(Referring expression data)
*** Begin section ***
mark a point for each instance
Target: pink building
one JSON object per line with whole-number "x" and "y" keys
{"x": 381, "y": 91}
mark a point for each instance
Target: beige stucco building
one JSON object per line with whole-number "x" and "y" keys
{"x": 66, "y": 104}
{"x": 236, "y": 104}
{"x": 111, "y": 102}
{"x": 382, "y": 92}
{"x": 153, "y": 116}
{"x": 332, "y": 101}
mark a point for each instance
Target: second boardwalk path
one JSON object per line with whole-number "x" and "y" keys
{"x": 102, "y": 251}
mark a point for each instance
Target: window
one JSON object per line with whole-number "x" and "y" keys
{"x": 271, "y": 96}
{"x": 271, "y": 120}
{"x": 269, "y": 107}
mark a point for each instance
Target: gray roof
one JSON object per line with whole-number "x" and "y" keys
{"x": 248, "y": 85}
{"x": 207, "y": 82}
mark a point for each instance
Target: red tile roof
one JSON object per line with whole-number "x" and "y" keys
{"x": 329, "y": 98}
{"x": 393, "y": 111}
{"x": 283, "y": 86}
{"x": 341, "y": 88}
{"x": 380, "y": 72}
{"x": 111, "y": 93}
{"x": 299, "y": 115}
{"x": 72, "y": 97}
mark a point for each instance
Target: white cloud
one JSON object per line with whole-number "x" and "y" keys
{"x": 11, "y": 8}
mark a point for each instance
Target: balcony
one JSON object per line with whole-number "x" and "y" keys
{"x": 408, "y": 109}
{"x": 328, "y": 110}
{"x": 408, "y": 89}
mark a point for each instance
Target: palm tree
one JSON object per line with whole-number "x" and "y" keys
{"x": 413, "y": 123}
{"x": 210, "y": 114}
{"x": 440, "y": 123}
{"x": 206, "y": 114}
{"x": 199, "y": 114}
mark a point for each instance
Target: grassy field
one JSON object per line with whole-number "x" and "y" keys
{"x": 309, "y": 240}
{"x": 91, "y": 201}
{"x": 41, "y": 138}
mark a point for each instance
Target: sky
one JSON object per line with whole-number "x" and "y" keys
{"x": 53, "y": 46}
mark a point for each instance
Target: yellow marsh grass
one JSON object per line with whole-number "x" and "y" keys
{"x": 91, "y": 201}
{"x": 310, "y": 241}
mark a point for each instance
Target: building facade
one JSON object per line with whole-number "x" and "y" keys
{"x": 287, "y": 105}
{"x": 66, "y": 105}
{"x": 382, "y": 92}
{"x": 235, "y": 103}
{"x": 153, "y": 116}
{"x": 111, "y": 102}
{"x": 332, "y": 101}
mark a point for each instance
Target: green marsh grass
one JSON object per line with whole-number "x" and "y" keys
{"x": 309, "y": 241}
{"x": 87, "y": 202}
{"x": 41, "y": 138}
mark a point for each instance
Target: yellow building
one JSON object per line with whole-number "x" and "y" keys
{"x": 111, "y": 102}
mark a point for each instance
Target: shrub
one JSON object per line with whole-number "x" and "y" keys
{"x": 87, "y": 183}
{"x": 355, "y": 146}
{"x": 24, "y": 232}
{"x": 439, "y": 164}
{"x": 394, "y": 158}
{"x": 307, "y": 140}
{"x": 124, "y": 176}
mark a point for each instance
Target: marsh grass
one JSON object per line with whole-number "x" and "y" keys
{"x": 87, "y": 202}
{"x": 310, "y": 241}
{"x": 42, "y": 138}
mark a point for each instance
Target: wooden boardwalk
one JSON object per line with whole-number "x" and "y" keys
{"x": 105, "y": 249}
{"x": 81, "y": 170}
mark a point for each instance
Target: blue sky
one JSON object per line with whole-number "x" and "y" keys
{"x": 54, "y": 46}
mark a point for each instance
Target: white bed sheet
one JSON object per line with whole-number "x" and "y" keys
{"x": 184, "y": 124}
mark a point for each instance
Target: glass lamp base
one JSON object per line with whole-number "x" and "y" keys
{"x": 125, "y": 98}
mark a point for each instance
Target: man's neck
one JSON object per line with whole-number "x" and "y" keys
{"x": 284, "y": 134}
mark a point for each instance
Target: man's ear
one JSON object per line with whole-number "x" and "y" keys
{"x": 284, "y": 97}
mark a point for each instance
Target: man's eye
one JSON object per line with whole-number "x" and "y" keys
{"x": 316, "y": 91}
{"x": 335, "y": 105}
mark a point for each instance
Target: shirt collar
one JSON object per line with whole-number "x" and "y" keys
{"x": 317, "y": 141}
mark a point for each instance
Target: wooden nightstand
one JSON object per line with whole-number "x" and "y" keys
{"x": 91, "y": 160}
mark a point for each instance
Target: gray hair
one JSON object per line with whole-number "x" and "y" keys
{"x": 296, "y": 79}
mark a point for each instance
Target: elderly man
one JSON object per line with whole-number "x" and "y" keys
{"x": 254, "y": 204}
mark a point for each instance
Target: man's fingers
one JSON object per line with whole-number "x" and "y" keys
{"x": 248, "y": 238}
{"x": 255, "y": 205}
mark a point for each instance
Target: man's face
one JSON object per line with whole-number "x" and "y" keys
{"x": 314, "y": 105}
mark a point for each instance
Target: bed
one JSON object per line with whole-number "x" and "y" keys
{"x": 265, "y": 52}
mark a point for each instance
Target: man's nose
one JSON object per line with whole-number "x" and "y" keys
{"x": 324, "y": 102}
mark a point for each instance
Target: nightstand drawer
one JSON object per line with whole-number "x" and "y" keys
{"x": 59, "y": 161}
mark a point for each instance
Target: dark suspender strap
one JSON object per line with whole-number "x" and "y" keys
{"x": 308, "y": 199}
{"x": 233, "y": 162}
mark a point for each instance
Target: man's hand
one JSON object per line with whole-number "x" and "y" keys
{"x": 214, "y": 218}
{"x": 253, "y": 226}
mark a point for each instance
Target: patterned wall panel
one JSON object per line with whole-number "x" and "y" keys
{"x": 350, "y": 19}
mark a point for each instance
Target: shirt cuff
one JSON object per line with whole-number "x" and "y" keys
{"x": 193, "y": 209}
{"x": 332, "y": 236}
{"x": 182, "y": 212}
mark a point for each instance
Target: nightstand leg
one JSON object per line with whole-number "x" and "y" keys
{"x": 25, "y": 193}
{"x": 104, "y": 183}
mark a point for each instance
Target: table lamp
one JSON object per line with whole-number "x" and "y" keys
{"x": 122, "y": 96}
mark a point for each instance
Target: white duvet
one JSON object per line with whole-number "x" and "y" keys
*** End section ***
#### What the exercise asks
Could you copy out all of the records above exactly?

#### Expected answer
mark a point for each instance
Target: pink building
one JSON object per line with whole-number "x" and "y" keys
{"x": 381, "y": 91}
mark a point for each instance
Target: beige stucco building
one JSON object per line with whole-number "x" and "y" keys
{"x": 66, "y": 104}
{"x": 236, "y": 104}
{"x": 111, "y": 102}
{"x": 382, "y": 92}
{"x": 153, "y": 116}
{"x": 332, "y": 101}
mark a point for each instance
Target: second boardwalk path
one JSON object per line with whole-number "x" and "y" keys
{"x": 102, "y": 251}
mark a point for each instance
Target: window
one JSON object per line with whole-number "x" and "y" keys
{"x": 271, "y": 96}
{"x": 271, "y": 120}
{"x": 269, "y": 107}
mark a point for each instance
Target: gray roof
one JSON object per line with whole-number "x" and "y" keys
{"x": 248, "y": 85}
{"x": 207, "y": 82}
mark a point for each instance
Target: red tile roof
one JSON object per line with whole-number "x" and "y" keys
{"x": 329, "y": 98}
{"x": 393, "y": 111}
{"x": 283, "y": 86}
{"x": 341, "y": 88}
{"x": 380, "y": 72}
{"x": 111, "y": 93}
{"x": 299, "y": 115}
{"x": 72, "y": 97}
mark a point for each instance
Target: white cloud
one JSON object per line with whole-number "x" and "y" keys
{"x": 11, "y": 8}
mark a point for each instance
Target: balcony
one JSON object per line with whole-number "x" and "y" keys
{"x": 408, "y": 109}
{"x": 328, "y": 110}
{"x": 408, "y": 89}
mark a point for each instance
Target: palm tree
one JSON object per line with whole-number "x" and "y" keys
{"x": 413, "y": 123}
{"x": 210, "y": 114}
{"x": 440, "y": 123}
{"x": 206, "y": 114}
{"x": 199, "y": 114}
mark a point for each instance
Target: grassy field
one JSON object per line with whole-number "x" and "y" keys
{"x": 309, "y": 240}
{"x": 91, "y": 201}
{"x": 41, "y": 138}
mark a point for each instance
Target: sky
one JSON object per line with whole-number "x" and "y" keys
{"x": 53, "y": 46}
mark a point for each instance
Target: yellow marsh grass
one JSON object per line with whole-number "x" and "y" keys
{"x": 91, "y": 201}
{"x": 310, "y": 241}
mark a point for each instance
Target: building facade
one JSON object per line with whole-number "x" and "y" keys
{"x": 287, "y": 105}
{"x": 66, "y": 105}
{"x": 382, "y": 92}
{"x": 235, "y": 103}
{"x": 153, "y": 116}
{"x": 111, "y": 102}
{"x": 332, "y": 101}
mark a point for each instance
Target: green marsh grass
one JSON object per line with whole-number "x" and "y" keys
{"x": 309, "y": 241}
{"x": 87, "y": 202}
{"x": 41, "y": 138}
mark a point for each instance
Target: yellow building
one JSON object per line with whole-number "x" and "y" keys
{"x": 111, "y": 102}
mark a point for each instance
Target: shrub
one JSON object per line with whole-number "x" and "y" keys
{"x": 87, "y": 183}
{"x": 355, "y": 146}
{"x": 24, "y": 232}
{"x": 439, "y": 164}
{"x": 394, "y": 158}
{"x": 307, "y": 140}
{"x": 124, "y": 176}
mark a point for each instance
Target: marsh grass
one JSON object per line with whole-number "x" and "y" keys
{"x": 87, "y": 202}
{"x": 310, "y": 241}
{"x": 42, "y": 138}
mark a point for each instance
Target: wooden boardwalk
one JSON object per line with whole-number "x" and "y" keys
{"x": 105, "y": 249}
{"x": 81, "y": 170}
mark a point for each instance
Target: blue sky
one JSON object per line with whole-number "x" and "y" keys
{"x": 54, "y": 46}
mark a point for each instance
Target: white bed sheet
one JSON object per line with whole-number "x" and "y" keys
{"x": 184, "y": 124}
mark a point for each instance
Target: glass lamp base
one JSON object per line with whole-number "x" and "y" keys
{"x": 125, "y": 98}
mark a point for each instance
Target: man's neck
one JSON object per line with whole-number "x" and "y" keys
{"x": 284, "y": 134}
mark a point for each instance
Target: man's ear
one JSON object per line with whole-number "x" and "y" keys
{"x": 284, "y": 97}
mark a point for each instance
Target: man's eye
one JSON object per line with whole-number "x" and "y" keys
{"x": 316, "y": 91}
{"x": 335, "y": 105}
mark a point for each instance
Target: shirt collar
one JSON object per line with whole-number "x" and "y" keys
{"x": 317, "y": 141}
mark a point for each instance
Target: wooden nightstand
one JSON object per line with whole-number "x" and "y" keys
{"x": 91, "y": 160}
mark a point for each instance
Target: gray hair
one JSON object per line with whole-number "x" and "y" keys
{"x": 296, "y": 79}
mark a point for each instance
Target: elderly man
one JSON object per line with whole-number "x" and "y" keys
{"x": 254, "y": 204}
mark a point for each instance
Target: man's fingers
one JSON object per line with whole-number "x" and "y" keys
{"x": 248, "y": 238}
{"x": 255, "y": 205}
mark a point for each instance
Target: man's face
one JSON object per line with whole-number "x" and "y" keys
{"x": 314, "y": 105}
mark a point for each instance
Target: bed
one JSON object per line with whole-number "x" and "y" keys
{"x": 265, "y": 52}
mark a point for each instance
Target: man's nose
one JSON object per line with whole-number "x" and "y" keys
{"x": 324, "y": 102}
mark a point for each instance
Target: nightstand drawer
one JSON object per line with whole-number "x" and "y" keys
{"x": 59, "y": 161}
mark a point for each instance
Target: dark suspender strap
one JSON object per line with whole-number "x" and "y" keys
{"x": 308, "y": 199}
{"x": 233, "y": 162}
mark a point for each instance
Target: man's hand
one JSON object per line with whole-number "x" and "y" keys
{"x": 214, "y": 218}
{"x": 253, "y": 226}
mark a point for each instance
Target: patterned wall panel
one JSON object per line with whole-number "x" and "y" keys
{"x": 350, "y": 19}
mark a point for each instance
Target: shirt cuff
one JSON object per line with whole-number "x" and "y" keys
{"x": 193, "y": 209}
{"x": 332, "y": 236}
{"x": 182, "y": 212}
mark a point for each instance
Target: nightstand leg
one JSON object per line with whole-number "x" and "y" keys
{"x": 25, "y": 193}
{"x": 104, "y": 183}
mark a point for each instance
Target: table lamp
one JSON object per line with whole-number "x" and "y" keys
{"x": 122, "y": 96}
mark a point for each instance
Target: white duvet
one JSON object per line with whole-number "x" and "y" keys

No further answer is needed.